====== Exercise materials ======
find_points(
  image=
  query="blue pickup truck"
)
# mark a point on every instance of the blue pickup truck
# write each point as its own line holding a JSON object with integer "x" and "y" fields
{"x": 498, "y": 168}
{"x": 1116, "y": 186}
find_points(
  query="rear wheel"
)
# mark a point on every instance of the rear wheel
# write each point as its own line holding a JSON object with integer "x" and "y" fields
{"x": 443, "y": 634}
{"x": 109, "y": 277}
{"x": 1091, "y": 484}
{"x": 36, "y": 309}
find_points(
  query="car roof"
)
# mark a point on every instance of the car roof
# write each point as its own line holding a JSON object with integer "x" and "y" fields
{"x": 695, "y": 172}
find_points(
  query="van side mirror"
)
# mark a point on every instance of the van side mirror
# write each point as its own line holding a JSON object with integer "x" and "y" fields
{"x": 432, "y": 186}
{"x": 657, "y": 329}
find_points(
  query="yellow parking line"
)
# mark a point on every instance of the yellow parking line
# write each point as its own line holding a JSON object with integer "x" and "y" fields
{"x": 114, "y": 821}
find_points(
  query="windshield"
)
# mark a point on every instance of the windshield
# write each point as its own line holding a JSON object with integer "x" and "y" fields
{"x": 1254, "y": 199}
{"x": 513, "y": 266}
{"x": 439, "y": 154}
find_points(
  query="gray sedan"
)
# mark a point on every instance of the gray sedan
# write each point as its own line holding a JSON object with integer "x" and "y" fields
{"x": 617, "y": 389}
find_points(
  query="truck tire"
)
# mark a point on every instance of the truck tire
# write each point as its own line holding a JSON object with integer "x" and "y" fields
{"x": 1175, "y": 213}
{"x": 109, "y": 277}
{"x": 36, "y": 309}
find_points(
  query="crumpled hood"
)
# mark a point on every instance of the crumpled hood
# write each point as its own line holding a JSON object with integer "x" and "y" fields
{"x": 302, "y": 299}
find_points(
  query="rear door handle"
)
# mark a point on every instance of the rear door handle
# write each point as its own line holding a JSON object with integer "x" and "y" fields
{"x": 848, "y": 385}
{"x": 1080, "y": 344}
======
__Short exercise__
Copy out the full set of records precisely, leaving nothing out.

__Result for this exercise__
find_points(
  image=
  query="blue pickup truck"
)
# mark a point on every instance of the blue pickup truck
# write each point as its own line holding a JSON object with integer "x" and "y" fields
{"x": 498, "y": 168}
{"x": 1116, "y": 186}
find_points(
  query="rear wheel"
)
# mark a point on every instance of the rear wheel
# write each point as its own line holding a JSON object with integer "x" and "y" fields
{"x": 443, "y": 634}
{"x": 109, "y": 277}
{"x": 1091, "y": 484}
{"x": 36, "y": 309}
find_points(
  query="car roof"
)
# mark a point on every instance of the car roof
# write each point as its own line holding a JSON object with integer "x" and "y" fields
{"x": 695, "y": 172}
find_points(
  query="van side mirror"
)
# mark a point on every instance of the van side mirror
# write each point as its own line holding a JSON object with integer "x" and "y" fields
{"x": 432, "y": 186}
{"x": 657, "y": 329}
find_points(
  query="yellow parking line"
)
# mark a point on every instance of the yellow parking line
# write each point as its own line holding a JSON object with integer "x" and "y" fields
{"x": 114, "y": 821}
find_points(
  query="windshield"
)
# mark a point on every instance of the windshield
# write each point as its own line holding a JSON object with integer "x" and "y" fields
{"x": 1254, "y": 199}
{"x": 513, "y": 266}
{"x": 439, "y": 154}
find_points(
  query="gray sedan"
)
# mark a point on every instance of the gray sedan
# write each point as its own line holding a JSON object with integer "x" and "y" fields
{"x": 617, "y": 389}
find_points(
  query="truck tire"
)
# mark a point on every instance of the truck tire
# write each point as its own line holding a JSON object with integer "x" and "y" fields
{"x": 1175, "y": 213}
{"x": 109, "y": 277}
{"x": 36, "y": 309}
find_points(
  query="crumpled hood"
)
# mark a point on every instance of the crumpled hood
# write each point as its own line holding a JSON object with integer "x" and "y" fields
{"x": 302, "y": 299}
find_points(
  query="rear door handle"
)
# mark a point on every instance of the rear door handle
# write each point as its own line holding a JSON object with integer "x" and "y" fields
{"x": 848, "y": 385}
{"x": 1080, "y": 344}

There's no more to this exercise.